Collected data
################

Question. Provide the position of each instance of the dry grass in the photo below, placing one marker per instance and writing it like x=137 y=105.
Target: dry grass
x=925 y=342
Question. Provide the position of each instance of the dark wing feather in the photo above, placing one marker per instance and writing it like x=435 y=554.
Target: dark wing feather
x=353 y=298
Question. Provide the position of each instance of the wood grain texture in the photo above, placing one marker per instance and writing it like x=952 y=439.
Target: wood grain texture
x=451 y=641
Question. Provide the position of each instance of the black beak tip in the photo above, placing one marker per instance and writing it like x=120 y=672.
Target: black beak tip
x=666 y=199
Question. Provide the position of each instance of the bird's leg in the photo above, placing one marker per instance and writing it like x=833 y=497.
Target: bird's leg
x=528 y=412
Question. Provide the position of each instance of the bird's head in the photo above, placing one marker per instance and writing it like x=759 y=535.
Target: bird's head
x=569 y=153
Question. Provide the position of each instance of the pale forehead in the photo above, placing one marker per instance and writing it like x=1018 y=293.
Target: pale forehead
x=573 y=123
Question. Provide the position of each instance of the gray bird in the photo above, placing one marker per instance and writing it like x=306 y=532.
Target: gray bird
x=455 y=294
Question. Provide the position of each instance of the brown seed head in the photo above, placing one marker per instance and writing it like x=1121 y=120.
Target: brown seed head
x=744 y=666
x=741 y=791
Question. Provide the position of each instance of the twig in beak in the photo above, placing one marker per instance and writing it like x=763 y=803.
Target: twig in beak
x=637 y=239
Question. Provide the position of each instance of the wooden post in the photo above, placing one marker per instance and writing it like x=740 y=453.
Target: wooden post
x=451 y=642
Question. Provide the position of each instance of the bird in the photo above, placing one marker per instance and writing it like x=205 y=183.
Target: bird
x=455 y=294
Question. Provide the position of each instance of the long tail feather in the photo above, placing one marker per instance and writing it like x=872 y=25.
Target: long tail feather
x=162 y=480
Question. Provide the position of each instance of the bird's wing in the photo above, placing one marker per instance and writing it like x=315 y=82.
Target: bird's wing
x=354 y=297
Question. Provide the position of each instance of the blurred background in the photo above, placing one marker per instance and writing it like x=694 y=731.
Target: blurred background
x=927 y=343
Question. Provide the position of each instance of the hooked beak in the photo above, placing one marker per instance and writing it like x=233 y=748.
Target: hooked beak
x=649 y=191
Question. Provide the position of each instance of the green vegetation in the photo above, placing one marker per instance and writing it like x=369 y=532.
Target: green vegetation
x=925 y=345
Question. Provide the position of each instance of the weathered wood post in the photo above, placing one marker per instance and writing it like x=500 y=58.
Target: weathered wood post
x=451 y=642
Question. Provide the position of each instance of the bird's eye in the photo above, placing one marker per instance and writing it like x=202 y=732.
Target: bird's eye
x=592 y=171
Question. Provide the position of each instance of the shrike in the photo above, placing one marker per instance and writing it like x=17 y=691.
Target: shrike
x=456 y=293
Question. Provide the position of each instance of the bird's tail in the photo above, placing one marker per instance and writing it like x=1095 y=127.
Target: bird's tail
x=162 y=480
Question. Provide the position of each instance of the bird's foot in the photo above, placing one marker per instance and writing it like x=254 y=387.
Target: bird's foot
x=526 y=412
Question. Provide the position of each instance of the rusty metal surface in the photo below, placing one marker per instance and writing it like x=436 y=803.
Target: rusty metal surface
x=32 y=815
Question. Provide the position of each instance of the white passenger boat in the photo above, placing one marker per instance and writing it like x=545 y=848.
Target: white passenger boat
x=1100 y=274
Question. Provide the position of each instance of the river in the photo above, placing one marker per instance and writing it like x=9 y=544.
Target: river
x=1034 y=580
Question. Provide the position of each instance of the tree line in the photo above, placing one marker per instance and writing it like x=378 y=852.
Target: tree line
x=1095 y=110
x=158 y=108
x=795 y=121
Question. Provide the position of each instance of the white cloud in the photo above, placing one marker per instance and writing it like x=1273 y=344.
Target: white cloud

################

(WRITTEN EXERCISE) Copy out, word for word, the records above from the line containing "Question. Provide the position of each instance of the river" through their last line.

(WRITTEN REPLY)
Question. Provide the position of each instance of the river in the photo above, placing one marker per instance and writing it like x=9 y=544.
Target: river
x=1034 y=580
Question. Provide the position of each instance of the tree line in the photo above, placing one marker per instance and writing it like x=378 y=852.
Target: tree line
x=1095 y=110
x=158 y=108
x=795 y=121
Question. Provide the position of each instance of the white cloud in the photo above, placing one marker per instance and writing it like x=1273 y=344.
Target: white cloud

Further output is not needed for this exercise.